**YOUR OBJECTIVE:** Begin at the line that contains "of the bougainvillea" and repeat every line from there to the end of the records below, inclusive, without adding any other line.

**PROVIDED DATA:**
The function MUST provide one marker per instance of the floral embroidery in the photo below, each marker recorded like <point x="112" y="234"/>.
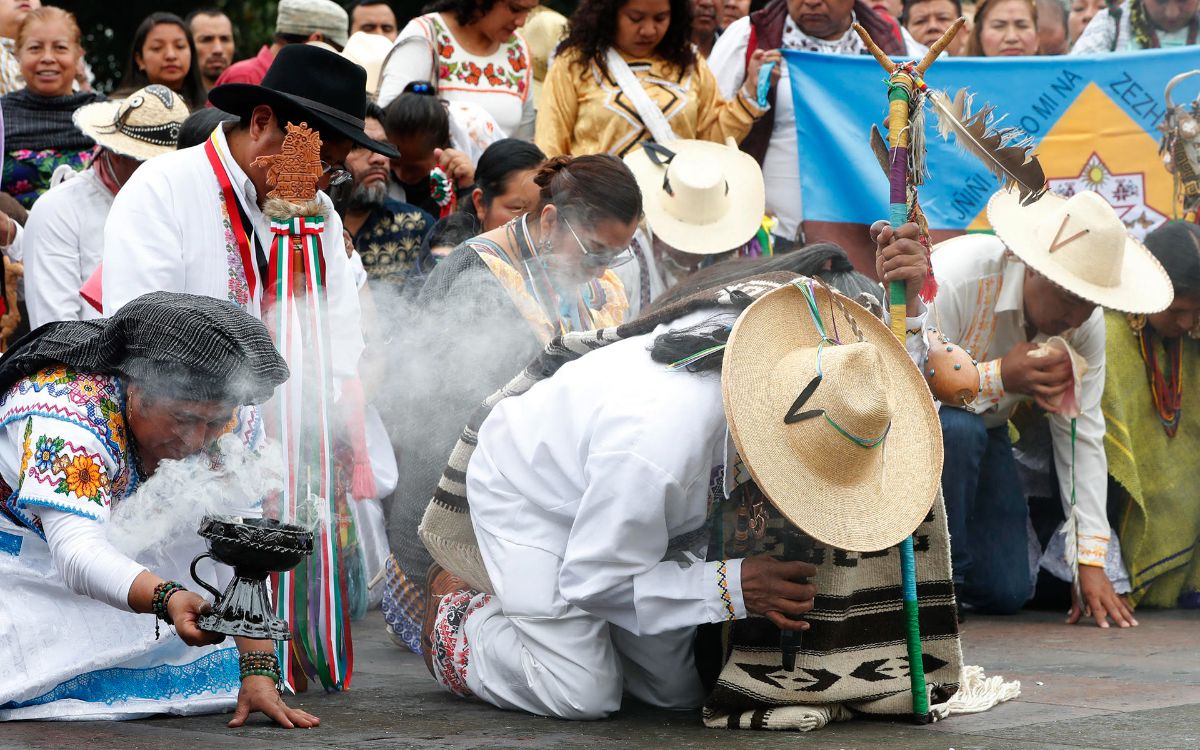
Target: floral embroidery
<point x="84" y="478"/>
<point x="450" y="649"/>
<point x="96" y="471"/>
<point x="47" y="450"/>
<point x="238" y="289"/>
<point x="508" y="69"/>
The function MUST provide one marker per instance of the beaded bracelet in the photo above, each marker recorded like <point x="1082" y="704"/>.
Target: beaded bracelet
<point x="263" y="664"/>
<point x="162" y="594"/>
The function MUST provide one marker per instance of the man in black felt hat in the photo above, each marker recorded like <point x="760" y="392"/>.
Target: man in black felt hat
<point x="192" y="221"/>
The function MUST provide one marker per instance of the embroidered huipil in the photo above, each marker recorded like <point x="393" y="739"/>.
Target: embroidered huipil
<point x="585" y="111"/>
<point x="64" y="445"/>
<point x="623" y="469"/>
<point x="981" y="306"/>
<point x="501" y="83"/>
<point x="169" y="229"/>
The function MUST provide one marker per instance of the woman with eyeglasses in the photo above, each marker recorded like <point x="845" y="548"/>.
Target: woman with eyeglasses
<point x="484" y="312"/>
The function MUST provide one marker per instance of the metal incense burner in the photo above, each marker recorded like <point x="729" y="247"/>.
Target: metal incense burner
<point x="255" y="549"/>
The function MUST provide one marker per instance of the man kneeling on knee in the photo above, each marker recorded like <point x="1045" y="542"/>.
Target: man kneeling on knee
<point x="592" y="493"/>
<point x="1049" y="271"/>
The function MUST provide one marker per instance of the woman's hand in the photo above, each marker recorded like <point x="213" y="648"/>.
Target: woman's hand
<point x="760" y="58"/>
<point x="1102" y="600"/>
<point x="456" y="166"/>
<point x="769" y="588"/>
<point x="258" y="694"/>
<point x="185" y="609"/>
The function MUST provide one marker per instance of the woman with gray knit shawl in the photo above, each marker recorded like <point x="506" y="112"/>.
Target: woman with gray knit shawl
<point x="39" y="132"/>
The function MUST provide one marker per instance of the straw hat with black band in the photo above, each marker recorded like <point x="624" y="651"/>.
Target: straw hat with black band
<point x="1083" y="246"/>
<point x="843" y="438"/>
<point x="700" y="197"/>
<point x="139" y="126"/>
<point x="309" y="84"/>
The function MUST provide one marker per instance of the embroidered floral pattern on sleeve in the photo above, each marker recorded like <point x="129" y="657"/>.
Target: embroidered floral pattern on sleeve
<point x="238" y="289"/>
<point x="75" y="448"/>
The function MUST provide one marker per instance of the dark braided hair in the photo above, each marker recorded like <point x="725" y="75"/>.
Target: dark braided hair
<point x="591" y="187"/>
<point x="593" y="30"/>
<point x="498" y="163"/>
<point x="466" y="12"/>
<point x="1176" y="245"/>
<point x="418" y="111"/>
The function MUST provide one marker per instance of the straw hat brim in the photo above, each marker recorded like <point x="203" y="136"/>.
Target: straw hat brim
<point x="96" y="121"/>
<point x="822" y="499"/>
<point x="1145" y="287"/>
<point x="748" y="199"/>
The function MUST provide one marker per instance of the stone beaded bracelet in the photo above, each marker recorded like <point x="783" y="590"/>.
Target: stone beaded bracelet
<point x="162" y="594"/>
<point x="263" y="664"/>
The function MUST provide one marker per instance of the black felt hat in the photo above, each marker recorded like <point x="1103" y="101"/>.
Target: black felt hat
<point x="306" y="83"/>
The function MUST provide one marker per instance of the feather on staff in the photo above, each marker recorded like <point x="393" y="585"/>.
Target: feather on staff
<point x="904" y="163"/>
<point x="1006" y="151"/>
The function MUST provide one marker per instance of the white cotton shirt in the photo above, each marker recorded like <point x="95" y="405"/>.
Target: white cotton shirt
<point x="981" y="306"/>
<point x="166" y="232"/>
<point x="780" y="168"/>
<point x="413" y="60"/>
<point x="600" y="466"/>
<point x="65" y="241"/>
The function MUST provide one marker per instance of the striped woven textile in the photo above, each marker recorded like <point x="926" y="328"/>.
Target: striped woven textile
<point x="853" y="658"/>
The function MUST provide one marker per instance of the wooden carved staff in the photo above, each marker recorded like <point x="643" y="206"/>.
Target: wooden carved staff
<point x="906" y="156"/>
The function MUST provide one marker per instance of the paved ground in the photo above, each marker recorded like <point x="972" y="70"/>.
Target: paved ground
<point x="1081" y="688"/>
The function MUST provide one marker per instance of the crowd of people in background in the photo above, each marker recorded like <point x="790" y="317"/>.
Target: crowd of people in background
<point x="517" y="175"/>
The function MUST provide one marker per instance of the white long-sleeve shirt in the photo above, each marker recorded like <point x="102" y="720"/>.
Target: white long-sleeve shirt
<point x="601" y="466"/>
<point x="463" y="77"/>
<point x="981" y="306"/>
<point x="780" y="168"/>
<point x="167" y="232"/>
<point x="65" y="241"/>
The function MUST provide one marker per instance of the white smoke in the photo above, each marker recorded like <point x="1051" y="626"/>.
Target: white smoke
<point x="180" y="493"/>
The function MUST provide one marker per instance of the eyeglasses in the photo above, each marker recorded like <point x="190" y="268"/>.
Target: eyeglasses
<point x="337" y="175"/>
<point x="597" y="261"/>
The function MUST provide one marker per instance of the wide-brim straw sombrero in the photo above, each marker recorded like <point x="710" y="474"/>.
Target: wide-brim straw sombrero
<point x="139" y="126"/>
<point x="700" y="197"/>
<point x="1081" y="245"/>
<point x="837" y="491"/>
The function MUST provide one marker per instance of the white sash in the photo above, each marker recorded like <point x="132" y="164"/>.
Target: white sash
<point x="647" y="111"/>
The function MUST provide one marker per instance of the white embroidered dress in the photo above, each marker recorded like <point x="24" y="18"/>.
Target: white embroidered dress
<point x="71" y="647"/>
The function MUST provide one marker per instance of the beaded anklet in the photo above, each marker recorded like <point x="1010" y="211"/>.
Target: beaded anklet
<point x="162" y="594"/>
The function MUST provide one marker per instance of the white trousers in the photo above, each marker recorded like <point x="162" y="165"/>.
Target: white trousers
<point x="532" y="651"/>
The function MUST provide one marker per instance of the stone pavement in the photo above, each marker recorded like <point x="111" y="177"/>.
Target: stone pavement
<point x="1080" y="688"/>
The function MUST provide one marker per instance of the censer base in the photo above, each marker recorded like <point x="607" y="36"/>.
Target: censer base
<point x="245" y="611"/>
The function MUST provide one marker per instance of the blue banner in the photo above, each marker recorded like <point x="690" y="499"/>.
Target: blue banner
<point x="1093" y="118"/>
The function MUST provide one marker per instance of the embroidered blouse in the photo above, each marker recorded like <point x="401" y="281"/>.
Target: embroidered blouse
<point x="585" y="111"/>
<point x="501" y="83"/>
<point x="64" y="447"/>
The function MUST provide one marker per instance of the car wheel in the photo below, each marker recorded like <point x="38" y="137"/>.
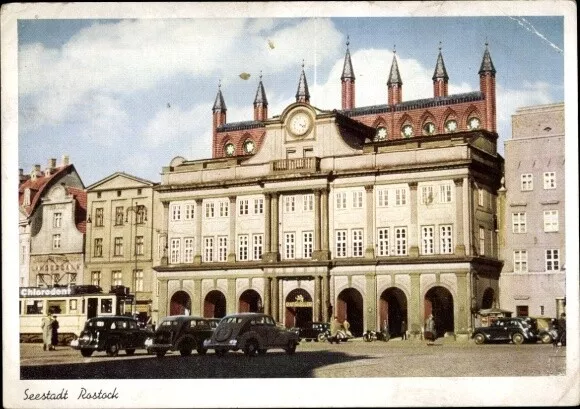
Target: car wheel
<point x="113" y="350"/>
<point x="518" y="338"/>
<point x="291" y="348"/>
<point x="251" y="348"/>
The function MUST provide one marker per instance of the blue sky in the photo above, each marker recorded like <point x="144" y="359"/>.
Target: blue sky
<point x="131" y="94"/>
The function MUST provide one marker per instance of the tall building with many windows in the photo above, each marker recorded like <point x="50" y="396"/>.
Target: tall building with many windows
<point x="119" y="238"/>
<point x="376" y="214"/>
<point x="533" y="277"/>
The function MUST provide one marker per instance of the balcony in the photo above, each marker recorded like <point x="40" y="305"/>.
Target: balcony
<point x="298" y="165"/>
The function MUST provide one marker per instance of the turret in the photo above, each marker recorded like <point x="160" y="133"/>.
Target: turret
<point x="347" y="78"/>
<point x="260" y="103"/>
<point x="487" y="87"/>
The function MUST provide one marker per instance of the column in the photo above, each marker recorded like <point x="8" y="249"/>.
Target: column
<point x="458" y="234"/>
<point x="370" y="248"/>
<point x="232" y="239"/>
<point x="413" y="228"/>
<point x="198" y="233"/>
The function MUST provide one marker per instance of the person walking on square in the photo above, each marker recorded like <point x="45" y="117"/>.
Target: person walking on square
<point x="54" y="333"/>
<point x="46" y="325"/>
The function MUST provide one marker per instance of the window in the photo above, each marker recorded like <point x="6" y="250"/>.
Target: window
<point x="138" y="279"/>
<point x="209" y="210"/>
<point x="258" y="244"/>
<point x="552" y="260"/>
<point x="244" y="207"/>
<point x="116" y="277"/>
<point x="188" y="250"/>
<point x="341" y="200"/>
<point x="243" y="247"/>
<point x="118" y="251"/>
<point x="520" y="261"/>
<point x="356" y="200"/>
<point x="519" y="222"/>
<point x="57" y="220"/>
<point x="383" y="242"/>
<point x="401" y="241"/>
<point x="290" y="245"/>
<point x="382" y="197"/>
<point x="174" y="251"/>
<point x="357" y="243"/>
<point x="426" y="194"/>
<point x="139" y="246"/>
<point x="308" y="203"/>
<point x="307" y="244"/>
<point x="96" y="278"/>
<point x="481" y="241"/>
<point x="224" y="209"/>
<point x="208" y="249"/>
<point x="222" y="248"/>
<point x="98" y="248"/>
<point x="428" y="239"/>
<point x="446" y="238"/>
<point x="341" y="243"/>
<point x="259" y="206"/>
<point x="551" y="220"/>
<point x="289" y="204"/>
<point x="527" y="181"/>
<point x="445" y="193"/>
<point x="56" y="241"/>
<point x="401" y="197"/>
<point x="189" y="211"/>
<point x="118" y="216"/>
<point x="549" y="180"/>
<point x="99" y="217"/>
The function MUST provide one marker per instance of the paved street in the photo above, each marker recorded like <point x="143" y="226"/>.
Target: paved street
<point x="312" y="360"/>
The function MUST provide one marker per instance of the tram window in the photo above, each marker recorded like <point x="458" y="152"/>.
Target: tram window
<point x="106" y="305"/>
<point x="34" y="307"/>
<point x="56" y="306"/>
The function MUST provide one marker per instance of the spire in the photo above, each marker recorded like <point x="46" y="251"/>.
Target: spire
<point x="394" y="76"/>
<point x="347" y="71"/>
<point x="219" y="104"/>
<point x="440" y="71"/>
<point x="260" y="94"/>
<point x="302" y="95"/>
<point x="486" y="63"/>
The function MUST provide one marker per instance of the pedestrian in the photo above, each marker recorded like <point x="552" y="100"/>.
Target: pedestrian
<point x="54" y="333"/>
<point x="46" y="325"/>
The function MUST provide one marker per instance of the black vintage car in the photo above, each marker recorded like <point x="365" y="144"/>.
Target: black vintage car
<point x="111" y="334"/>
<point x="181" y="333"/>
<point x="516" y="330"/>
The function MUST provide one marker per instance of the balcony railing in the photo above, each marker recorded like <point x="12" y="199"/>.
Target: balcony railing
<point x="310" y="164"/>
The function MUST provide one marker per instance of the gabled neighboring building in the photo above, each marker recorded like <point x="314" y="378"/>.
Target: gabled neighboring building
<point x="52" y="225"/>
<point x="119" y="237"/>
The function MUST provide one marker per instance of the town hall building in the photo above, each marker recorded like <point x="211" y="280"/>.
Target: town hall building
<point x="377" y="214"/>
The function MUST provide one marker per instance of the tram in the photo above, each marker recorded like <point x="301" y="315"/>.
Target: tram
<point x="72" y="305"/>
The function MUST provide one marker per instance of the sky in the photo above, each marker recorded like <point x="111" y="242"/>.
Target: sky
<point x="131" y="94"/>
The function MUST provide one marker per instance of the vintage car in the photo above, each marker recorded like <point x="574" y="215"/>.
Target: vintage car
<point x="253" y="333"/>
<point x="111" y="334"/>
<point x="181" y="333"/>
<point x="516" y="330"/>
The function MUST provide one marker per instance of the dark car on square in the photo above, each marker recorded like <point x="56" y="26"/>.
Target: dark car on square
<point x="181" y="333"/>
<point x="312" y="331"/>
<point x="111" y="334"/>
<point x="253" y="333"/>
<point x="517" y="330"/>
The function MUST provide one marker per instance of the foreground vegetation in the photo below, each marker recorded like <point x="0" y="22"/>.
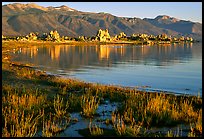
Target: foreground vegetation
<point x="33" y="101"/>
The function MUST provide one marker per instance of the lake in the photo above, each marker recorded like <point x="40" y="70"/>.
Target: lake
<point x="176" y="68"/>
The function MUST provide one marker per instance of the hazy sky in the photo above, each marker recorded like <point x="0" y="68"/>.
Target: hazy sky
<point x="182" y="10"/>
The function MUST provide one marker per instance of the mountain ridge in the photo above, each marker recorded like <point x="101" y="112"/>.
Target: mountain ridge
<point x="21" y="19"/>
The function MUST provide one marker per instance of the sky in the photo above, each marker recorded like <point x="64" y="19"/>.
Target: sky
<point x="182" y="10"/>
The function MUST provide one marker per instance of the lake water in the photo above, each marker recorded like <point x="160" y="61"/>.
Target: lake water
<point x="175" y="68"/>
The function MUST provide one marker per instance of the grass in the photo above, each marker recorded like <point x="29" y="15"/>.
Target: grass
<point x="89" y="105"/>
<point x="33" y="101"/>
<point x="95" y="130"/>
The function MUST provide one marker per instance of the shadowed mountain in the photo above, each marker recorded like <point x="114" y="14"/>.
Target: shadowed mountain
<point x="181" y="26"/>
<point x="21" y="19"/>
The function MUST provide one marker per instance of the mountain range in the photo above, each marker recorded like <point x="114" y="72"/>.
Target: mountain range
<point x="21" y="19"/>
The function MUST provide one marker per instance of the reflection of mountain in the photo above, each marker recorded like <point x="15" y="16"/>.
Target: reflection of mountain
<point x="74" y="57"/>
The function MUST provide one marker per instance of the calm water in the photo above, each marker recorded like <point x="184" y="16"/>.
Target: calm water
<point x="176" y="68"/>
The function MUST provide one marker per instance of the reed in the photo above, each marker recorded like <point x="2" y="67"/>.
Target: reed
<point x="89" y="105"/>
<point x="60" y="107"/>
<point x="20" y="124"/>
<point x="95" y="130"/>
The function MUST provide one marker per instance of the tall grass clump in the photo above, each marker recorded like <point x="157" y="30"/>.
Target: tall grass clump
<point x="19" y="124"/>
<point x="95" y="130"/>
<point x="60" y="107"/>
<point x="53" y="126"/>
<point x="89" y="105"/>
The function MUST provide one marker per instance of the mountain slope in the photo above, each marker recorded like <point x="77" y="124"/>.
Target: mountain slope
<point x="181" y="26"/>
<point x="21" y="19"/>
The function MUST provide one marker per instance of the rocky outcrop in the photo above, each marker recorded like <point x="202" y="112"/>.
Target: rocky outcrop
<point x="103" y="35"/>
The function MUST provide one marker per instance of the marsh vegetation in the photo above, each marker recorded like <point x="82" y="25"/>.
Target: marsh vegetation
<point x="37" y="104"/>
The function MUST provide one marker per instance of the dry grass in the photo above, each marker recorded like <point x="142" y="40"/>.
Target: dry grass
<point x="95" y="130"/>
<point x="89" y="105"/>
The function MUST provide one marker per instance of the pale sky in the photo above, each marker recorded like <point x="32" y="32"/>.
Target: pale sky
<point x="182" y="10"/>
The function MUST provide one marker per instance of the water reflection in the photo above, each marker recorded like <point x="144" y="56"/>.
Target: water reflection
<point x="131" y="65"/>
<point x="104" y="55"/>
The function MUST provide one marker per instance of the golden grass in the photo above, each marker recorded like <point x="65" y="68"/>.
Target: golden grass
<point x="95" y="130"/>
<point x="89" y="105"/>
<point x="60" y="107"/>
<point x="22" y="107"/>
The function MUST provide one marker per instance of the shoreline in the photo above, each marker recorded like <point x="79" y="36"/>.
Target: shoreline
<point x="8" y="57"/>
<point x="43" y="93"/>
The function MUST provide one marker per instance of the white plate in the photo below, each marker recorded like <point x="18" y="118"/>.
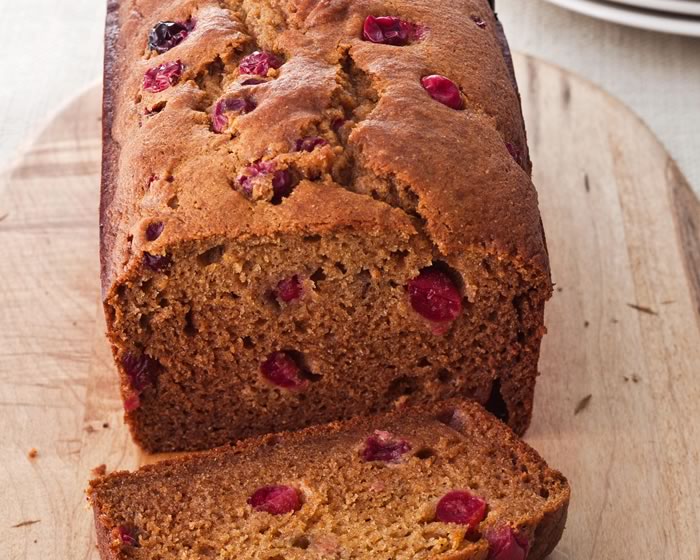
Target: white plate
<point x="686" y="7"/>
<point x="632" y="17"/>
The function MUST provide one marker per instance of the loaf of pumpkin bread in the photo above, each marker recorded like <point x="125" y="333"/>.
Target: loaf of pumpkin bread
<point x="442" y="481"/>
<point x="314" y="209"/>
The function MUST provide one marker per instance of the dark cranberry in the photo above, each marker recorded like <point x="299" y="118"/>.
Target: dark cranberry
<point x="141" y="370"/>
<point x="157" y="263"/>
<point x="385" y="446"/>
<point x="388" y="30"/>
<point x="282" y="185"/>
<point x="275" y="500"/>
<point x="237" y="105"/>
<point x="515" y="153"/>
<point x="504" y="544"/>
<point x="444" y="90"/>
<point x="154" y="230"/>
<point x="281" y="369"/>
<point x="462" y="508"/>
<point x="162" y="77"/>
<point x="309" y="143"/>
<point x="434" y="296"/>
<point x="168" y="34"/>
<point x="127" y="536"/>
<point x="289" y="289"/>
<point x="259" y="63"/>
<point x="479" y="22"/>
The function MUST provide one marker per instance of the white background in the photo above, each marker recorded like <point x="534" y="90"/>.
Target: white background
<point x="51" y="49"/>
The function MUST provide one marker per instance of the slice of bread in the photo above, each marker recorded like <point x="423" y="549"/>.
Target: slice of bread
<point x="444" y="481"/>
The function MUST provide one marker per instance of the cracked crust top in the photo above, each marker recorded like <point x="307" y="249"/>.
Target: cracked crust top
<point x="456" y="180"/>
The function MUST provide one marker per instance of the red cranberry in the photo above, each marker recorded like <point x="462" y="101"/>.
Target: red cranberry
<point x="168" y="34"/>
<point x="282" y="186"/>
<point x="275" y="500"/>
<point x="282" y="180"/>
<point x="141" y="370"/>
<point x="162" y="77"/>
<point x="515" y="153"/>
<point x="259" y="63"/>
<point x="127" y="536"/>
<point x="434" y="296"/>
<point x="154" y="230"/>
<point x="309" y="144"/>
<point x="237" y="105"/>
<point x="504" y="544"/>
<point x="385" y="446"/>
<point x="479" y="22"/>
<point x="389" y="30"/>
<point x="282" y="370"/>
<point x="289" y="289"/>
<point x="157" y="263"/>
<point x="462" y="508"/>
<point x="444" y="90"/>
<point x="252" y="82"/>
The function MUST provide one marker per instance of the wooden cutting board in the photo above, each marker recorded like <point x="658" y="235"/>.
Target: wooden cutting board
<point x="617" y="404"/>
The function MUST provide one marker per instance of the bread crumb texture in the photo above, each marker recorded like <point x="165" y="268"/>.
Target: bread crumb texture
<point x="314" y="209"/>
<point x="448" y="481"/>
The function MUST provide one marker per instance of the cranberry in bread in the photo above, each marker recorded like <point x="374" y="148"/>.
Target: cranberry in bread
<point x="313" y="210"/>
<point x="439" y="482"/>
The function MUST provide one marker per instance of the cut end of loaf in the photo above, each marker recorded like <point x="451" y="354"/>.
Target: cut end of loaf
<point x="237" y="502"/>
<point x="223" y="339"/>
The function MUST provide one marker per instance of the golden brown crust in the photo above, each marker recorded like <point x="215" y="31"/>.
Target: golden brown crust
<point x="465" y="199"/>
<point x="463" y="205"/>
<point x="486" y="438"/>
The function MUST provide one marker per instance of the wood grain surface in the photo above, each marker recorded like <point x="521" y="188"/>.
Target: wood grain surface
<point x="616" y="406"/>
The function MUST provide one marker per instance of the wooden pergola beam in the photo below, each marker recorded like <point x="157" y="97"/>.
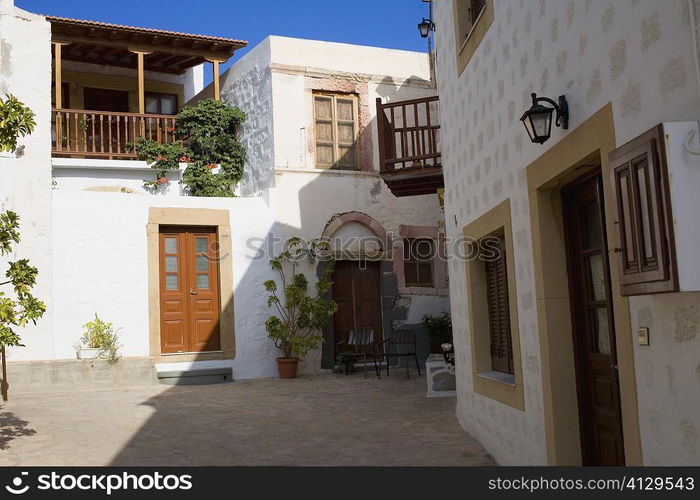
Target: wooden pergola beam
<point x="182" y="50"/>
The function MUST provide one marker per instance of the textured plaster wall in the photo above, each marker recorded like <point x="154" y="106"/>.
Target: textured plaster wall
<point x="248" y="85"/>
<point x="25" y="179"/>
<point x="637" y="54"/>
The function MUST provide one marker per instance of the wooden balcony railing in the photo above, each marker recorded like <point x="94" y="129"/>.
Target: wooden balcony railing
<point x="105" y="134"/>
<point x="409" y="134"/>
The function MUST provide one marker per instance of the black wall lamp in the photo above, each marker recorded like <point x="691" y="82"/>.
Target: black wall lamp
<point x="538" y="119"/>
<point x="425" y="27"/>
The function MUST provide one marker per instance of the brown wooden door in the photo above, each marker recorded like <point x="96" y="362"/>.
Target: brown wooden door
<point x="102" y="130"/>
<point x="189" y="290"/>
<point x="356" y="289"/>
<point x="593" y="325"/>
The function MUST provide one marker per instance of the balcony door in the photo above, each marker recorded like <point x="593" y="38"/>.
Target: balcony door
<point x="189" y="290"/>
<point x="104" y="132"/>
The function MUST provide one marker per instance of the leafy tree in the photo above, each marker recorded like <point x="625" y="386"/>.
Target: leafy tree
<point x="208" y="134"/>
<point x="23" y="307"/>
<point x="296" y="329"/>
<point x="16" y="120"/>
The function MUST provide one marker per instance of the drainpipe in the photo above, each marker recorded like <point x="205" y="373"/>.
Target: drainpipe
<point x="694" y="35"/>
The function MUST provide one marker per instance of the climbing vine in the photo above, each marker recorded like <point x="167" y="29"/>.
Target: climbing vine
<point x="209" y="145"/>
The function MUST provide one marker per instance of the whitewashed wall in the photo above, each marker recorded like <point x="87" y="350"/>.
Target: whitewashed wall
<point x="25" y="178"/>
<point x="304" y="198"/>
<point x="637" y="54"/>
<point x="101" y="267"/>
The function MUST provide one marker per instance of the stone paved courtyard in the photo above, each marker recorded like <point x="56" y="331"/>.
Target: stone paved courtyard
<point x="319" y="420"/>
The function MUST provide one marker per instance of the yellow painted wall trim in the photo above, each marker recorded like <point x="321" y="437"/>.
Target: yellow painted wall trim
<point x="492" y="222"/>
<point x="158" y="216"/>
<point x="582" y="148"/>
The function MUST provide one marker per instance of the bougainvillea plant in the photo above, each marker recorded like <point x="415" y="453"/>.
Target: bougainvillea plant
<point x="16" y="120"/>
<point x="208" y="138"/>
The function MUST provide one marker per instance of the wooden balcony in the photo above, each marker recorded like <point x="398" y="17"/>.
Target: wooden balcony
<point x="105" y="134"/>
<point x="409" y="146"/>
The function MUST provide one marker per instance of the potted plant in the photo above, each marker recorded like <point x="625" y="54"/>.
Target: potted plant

**SOLUTION TO THIS PROBLEM:**
The function MUST provide one marker per instance of the bougainvillea plant in the photo above, each marker recorded like <point x="415" y="453"/>.
Target: bougainvillea plant
<point x="16" y="120"/>
<point x="208" y="138"/>
The function MUST provide one marker per instance of the wooden balcony in the photo above, each marker recorded like <point x="398" y="17"/>.
Target: wooden balcony
<point x="105" y="134"/>
<point x="409" y="146"/>
The function MUST provide one marker per instance of the potted plant in the photo above, each marker recorded like <point x="625" y="54"/>.
Target: potted plant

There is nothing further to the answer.